Another good writeup on the peacocks symbolism is found here by Elaine Jordan. See how Christianity also adapted a peacock to their main “god”. This is NOT a coincidence. (as Jezus symbolism is the last adoption of the worldwide “storm god” constellation)

The Symbolism of the Peacock

Elaine Jordan
Seeing the beautiful background of peacock feathers on the entrance to the Our Lady of Good Success page, I began to wonder about the symbolism of that majestic bird. I have also seen the peacock on art works in medieval paintings and manuscripts and used in decorative motifs on churches and buildings. The peacock even appears among the animals in the stable in Christ’s nativity. This made me wonder what it represented to the medieval world.

Peacocks on the stable rooftop  in a Fra Angelico nativity scene

As readers of this site undoubtedly know, for medieval man everything in nature had a significance that related to God’s purpose for the universe. So, I was not surprised to find a wide gamut of rich symbolic meanings for the peacock.

Catholics adopted the symbol of the peacock to represent resurrection (or orion), renewal and immortality. (like the evergreen IVY and Pine /

This came from the ancient legend that the flesh of the peacock did not decay. (Augustine, city of god)

Thus we find paintings and mosaics with the peacock as early as the 3rd century on the walls of the catacombs of Rome, a symbol of the exchanging of the mortal earthly body for the glorified body and eternal life of the glorified soul in Heaven.

Also the medieval bestiaries tell us that the peacock sheds its old feathers every year and grows newer, more brilliant ones each year, a sign of renewal, and the feathers were used to decorate churches at Easter and Christmas. You can also find the peacock in many mosaics and images in baptisteries of ancient Catholic churches in the East and West.

Because of this belief that the peacock’s flesh did not decay after death, the peacock became a symbol of Christ, and, as such, early Christian paintings and mosaics use peacock imagery. When the peacock displays its tail, it looks like hundreds of eyes are watching us. Because of this, the peacock has been associated with the all-seeing eye of God.

Who sees all actions and all people, meaning that nothing escapes the universal Justice. The peacock also came to symbolize the all-seeing Catholic Church, who watches over her children continually, day and night.

Note how in this image its is again with a pillar and a cup on top, a symbol of the tree of life.

* _Task 1_: Copy the records verbatim, everything from their first line down to the line containing "pixel 191 216", with both of those lines included.

* _Items_:
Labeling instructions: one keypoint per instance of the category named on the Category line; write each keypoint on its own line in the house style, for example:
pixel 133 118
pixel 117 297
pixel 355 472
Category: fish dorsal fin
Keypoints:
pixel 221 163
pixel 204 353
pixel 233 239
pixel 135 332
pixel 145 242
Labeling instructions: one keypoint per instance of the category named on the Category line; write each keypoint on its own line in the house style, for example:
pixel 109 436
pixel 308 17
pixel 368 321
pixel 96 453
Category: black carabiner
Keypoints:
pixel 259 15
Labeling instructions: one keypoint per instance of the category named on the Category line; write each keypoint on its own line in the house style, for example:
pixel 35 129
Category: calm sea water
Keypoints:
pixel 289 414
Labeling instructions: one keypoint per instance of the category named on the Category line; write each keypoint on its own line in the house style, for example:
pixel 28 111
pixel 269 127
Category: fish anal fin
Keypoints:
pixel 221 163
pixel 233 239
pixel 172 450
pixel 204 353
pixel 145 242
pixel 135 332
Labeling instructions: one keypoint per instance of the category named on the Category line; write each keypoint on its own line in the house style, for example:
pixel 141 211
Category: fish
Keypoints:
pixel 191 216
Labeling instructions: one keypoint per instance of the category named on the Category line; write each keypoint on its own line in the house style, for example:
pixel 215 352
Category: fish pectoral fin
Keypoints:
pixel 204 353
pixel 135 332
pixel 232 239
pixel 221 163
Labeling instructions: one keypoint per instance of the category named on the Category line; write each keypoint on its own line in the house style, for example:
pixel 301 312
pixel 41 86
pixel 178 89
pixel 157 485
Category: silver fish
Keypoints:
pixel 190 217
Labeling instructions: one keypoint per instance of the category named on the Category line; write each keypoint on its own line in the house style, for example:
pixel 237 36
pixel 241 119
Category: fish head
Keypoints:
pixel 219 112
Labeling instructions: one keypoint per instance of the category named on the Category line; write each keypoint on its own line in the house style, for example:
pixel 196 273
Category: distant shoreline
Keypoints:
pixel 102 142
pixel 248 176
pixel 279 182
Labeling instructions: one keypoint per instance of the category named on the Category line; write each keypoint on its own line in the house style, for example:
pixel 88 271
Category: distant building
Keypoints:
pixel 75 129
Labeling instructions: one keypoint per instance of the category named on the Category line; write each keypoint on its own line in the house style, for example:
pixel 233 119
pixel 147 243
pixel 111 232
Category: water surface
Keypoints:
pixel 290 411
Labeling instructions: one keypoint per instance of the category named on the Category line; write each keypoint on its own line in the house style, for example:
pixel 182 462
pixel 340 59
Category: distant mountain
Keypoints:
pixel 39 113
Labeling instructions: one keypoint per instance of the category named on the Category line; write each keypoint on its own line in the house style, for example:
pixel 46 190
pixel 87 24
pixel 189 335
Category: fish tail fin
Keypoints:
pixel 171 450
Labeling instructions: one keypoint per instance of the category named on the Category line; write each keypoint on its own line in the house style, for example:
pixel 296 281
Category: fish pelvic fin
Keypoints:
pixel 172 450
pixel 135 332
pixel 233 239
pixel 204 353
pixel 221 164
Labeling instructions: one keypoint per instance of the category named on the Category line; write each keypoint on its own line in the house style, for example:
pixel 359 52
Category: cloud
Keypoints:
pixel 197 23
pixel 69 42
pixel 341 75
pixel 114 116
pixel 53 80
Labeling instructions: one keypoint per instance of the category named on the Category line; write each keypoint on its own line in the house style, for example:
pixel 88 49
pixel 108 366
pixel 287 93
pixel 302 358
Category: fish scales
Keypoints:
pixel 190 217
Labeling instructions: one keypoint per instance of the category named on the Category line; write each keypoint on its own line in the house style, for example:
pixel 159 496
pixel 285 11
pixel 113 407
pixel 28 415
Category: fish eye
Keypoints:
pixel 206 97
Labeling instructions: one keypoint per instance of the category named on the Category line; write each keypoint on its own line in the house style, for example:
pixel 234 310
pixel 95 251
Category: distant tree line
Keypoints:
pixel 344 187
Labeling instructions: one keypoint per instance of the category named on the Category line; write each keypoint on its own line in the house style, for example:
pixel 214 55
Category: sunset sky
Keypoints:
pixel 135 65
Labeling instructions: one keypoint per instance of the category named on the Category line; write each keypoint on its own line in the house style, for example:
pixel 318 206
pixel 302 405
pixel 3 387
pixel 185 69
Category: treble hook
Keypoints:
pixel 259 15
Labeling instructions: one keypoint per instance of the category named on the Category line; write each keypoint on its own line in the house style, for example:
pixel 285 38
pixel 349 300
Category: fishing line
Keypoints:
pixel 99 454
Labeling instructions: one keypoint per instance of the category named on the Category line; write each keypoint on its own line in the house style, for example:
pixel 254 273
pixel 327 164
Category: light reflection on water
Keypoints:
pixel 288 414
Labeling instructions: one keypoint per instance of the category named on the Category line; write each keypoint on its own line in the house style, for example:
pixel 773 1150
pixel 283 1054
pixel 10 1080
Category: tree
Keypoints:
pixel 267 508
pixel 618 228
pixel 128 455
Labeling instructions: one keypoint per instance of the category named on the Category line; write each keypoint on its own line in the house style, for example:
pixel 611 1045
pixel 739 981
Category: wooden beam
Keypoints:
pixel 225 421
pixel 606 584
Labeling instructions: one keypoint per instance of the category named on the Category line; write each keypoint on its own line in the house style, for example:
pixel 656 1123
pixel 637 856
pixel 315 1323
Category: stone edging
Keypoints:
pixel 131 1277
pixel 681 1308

* _Task 2_: According to the peacock text, from what century do paintings and mosaics of the peacock appear on the walls of the catacombs of Rome?

* _Solution 1_:
Labeling instructions: one keypoint per instance of the category named on the Category line; write each keypoint on its own line in the house style, for example:
pixel 133 118
pixel 117 297
pixel 355 472
Category: fish dorsal fin
Keypoints:
pixel 221 163
pixel 204 353
pixel 233 239
pixel 135 332
pixel 145 242
Labeling instructions: one keypoint per instance of the category named on the Category line; write each keypoint on its own line in the house style, for example:
pixel 109 436
pixel 308 17
pixel 368 321
pixel 96 453
Category: black carabiner
Keypoints:
pixel 259 15
Labeling instructions: one keypoint per instance of the category named on the Category line; write each keypoint on its own line in the house style, for example:
pixel 35 129
Category: calm sea water
Keypoints:
pixel 289 414
Labeling instructions: one keypoint per instance of the category named on the Category line; write each keypoint on its own line in the house style, for example:
pixel 28 111
pixel 269 127
Category: fish anal fin
Keypoints:
pixel 221 163
pixel 233 239
pixel 172 450
pixel 204 353
pixel 145 242
pixel 135 332
Labeling instructions: one keypoint per instance of the category named on the Category line; write each keypoint on its own line in the house style, for example:
pixel 141 211
Category: fish
Keypoints:
pixel 191 216

* _Solution 2_: From the 3rd century.